───── DATA FOR THE TASK ─────

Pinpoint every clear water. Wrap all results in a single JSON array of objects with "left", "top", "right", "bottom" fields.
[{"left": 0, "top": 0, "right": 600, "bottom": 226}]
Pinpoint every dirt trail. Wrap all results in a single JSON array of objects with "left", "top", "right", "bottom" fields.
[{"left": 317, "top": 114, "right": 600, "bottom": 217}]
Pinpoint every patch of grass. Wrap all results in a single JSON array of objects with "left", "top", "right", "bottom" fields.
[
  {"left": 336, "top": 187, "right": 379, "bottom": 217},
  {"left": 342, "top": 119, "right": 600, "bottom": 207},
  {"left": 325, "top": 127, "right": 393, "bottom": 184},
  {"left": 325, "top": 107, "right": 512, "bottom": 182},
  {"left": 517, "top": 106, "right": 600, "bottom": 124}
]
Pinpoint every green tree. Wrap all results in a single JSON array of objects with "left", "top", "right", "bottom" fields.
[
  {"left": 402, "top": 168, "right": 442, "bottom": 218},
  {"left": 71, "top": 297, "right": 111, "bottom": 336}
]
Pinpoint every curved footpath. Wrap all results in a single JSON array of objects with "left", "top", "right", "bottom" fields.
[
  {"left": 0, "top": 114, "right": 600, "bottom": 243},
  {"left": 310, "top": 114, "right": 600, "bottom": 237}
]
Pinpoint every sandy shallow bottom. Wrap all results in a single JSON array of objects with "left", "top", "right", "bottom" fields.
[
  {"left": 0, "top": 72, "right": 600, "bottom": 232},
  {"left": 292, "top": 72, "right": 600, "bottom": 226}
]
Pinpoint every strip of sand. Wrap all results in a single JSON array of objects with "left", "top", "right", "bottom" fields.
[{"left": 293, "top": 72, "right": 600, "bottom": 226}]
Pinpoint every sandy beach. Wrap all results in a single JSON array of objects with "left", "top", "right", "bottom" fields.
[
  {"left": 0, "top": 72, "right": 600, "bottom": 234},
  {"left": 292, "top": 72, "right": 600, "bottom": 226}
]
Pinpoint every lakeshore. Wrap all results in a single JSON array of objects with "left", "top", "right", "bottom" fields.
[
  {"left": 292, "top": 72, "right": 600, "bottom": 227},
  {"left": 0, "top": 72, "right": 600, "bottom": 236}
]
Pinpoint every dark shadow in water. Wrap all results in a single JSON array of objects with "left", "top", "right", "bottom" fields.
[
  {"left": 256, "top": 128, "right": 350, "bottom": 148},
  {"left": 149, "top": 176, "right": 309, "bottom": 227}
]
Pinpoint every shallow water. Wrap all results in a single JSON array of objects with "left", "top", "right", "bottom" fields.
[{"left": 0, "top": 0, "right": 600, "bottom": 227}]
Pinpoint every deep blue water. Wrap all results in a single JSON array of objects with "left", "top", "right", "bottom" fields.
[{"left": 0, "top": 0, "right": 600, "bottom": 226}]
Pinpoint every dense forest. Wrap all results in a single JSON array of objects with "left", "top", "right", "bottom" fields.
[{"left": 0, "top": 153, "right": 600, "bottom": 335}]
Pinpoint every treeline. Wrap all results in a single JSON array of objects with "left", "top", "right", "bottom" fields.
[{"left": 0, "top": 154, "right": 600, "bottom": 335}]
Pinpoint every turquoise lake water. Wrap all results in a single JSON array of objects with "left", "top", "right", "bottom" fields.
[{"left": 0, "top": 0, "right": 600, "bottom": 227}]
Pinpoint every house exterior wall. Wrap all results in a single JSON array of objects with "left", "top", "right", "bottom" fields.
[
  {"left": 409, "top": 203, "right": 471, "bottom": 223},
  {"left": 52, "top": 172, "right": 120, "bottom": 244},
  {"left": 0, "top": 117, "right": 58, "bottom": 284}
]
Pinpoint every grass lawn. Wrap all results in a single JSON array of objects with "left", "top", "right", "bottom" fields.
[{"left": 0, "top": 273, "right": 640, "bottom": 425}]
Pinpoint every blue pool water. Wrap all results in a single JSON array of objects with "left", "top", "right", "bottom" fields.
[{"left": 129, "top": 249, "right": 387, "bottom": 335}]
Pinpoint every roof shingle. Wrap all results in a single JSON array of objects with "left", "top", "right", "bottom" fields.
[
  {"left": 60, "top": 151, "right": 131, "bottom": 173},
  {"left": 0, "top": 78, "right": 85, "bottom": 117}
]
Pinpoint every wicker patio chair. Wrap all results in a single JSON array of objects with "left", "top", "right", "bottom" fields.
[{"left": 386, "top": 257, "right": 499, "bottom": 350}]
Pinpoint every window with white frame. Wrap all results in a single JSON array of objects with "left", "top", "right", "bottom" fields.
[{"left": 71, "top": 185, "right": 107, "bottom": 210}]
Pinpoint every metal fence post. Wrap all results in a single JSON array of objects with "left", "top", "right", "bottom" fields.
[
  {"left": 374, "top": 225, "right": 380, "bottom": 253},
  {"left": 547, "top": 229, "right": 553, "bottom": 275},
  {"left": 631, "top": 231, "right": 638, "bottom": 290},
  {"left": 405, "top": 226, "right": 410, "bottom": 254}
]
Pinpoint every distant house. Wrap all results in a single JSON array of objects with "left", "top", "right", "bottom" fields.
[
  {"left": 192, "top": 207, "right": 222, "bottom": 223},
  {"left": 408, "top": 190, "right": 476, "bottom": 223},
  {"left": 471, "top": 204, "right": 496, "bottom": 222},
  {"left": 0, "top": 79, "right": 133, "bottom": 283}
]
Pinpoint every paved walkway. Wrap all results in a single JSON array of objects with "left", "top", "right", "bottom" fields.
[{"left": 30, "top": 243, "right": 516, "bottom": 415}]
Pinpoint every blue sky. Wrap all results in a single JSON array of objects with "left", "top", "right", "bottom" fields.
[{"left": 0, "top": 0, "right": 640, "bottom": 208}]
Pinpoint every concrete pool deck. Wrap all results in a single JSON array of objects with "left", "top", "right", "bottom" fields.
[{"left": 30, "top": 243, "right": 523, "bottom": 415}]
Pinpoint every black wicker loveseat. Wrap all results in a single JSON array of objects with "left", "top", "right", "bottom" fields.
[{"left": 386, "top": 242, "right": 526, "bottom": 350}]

─────

REQUIRED TASK:
Quote the records above word for word, from the first line to the last.

RESPONSE:
Pinpoint every clear water. Wrap all results in a single JSON array of objects with "left", "top", "right", "bottom" fields.
[{"left": 0, "top": 0, "right": 600, "bottom": 226}]
Pinpoint every dirt trail. Wrap all results in a single JSON array of objects with "left", "top", "right", "bottom" fields.
[{"left": 317, "top": 114, "right": 600, "bottom": 217}]
Pinpoint every patch of grass. Wrap all results in a single JSON array of objects with "left", "top", "right", "bottom" fields.
[
  {"left": 336, "top": 187, "right": 379, "bottom": 217},
  {"left": 342, "top": 119, "right": 600, "bottom": 207},
  {"left": 325, "top": 127, "right": 393, "bottom": 184},
  {"left": 325, "top": 107, "right": 512, "bottom": 182},
  {"left": 517, "top": 106, "right": 600, "bottom": 124}
]
Pinpoint every green tree. Wrap all results in a single JSON array of objects with "left", "top", "right", "bottom" fields.
[
  {"left": 402, "top": 168, "right": 442, "bottom": 218},
  {"left": 71, "top": 297, "right": 111, "bottom": 336}
]
Pinpoint every curved footpath. Wrap all results in a single JSON array of objects with "left", "top", "right", "bottom" fields.
[
  {"left": 0, "top": 114, "right": 600, "bottom": 243},
  {"left": 310, "top": 114, "right": 600, "bottom": 237}
]
Pinpoint every sandy shallow bottom. Wrap all results in a single JSON array of objects with "left", "top", "right", "bottom" fields.
[
  {"left": 0, "top": 72, "right": 600, "bottom": 232},
  {"left": 292, "top": 72, "right": 600, "bottom": 226}
]
Pinpoint every strip of sand. Wrap all results in a single JSON array of objects with "left", "top", "right", "bottom" fields.
[{"left": 293, "top": 72, "right": 600, "bottom": 226}]
Pinpoint every sandy beach. Wrap all results in a single JSON array of objects with "left", "top", "right", "bottom" fields.
[
  {"left": 0, "top": 72, "right": 600, "bottom": 234},
  {"left": 292, "top": 72, "right": 600, "bottom": 226}
]
Pinpoint every lakeshore. Wrap all results in a single JSON array of objects with "left", "top", "right", "bottom" fields.
[
  {"left": 292, "top": 72, "right": 600, "bottom": 227},
  {"left": 0, "top": 72, "right": 600, "bottom": 236}
]
Pinpoint every dark shadow in water. Wrap all results in a single JSON array of objects with "left", "top", "right", "bottom" fields.
[
  {"left": 256, "top": 128, "right": 350, "bottom": 148},
  {"left": 149, "top": 176, "right": 309, "bottom": 227}
]
Pinpoint every shallow water. Wrap all results in a single JSON array of objects with "left", "top", "right", "bottom" fields.
[{"left": 0, "top": 0, "right": 600, "bottom": 227}]
Pinpoint every deep blue water. Wrap all results in a single JSON array of objects with "left", "top", "right", "bottom" fields.
[{"left": 0, "top": 0, "right": 600, "bottom": 226}]
Pinpoint every dense forest. Wrap all results in a single JSON array of objects with "left", "top", "right", "bottom" fields.
[{"left": 0, "top": 153, "right": 600, "bottom": 335}]
Pinpoint every treeline. Wrap all results in a single JSON array of objects with "left", "top", "right", "bottom" fields.
[{"left": 0, "top": 154, "right": 600, "bottom": 335}]
Pinpoint every turquoise lake water. Wrap all results in a single JSON array of objects with "left", "top", "right", "bottom" fields.
[{"left": 0, "top": 0, "right": 600, "bottom": 227}]
Pinpoint every house exterior wall. Wrap all results in a single JSON array of objects with "left", "top", "right", "bottom" fields.
[
  {"left": 409, "top": 203, "right": 471, "bottom": 223},
  {"left": 52, "top": 172, "right": 120, "bottom": 244},
  {"left": 0, "top": 117, "right": 58, "bottom": 284}
]
Pinpoint every grass lawn. Wrap all results in a single JSON array of objects with "left", "top", "right", "bottom" fields.
[{"left": 0, "top": 273, "right": 640, "bottom": 425}]
Pinpoint every blue pool water. Wrap all results in a single JSON array of objects with "left", "top", "right", "bottom" fields.
[{"left": 129, "top": 249, "right": 387, "bottom": 335}]
Pinpoint every roof shingle. Wrap all results in a single JSON array of objects with "left", "top", "right", "bottom" fields.
[
  {"left": 60, "top": 151, "right": 131, "bottom": 173},
  {"left": 0, "top": 78, "right": 85, "bottom": 117}
]
Pinpoint every wicker patio chair. Wrap all results in a single JSON array of objects with "left", "top", "right", "bottom" fields.
[{"left": 386, "top": 257, "right": 499, "bottom": 350}]
Pinpoint every window with white frame. Wrap all results in a single JSON array of objects with "left", "top", "right", "bottom" fields.
[{"left": 71, "top": 185, "right": 107, "bottom": 210}]
Pinpoint every metal fence post. Wrap all results in a single JSON array of objects with "left", "top", "right", "bottom" fields.
[
  {"left": 374, "top": 225, "right": 380, "bottom": 253},
  {"left": 547, "top": 229, "right": 553, "bottom": 275},
  {"left": 631, "top": 231, "right": 638, "bottom": 290},
  {"left": 405, "top": 226, "right": 410, "bottom": 254}
]
Pinpoint every distant house. Wrap all results in a single JSON array of objects with "left", "top", "right", "bottom" fields.
[
  {"left": 192, "top": 207, "right": 222, "bottom": 223},
  {"left": 408, "top": 190, "right": 476, "bottom": 223},
  {"left": 471, "top": 204, "right": 496, "bottom": 222},
  {"left": 0, "top": 79, "right": 133, "bottom": 283}
]
Pinpoint every paved walkway. Wrap all results in a single JSON array of objects with "left", "top", "right", "bottom" fields.
[{"left": 30, "top": 243, "right": 516, "bottom": 415}]
Pinpoint every blue sky. Wrap all results in a single JSON array of objects with "left", "top", "right", "bottom" fields.
[{"left": 0, "top": 0, "right": 640, "bottom": 208}]
Pinpoint every concrete pool deck. Wrap all results in a single JSON array of objects with "left", "top", "right", "bottom" fields.
[{"left": 30, "top": 243, "right": 523, "bottom": 415}]
Pinpoint every black wicker loveseat. Wrap all results in a single JSON array of objects with "left", "top", "right", "bottom" fields.
[{"left": 386, "top": 242, "right": 526, "bottom": 350}]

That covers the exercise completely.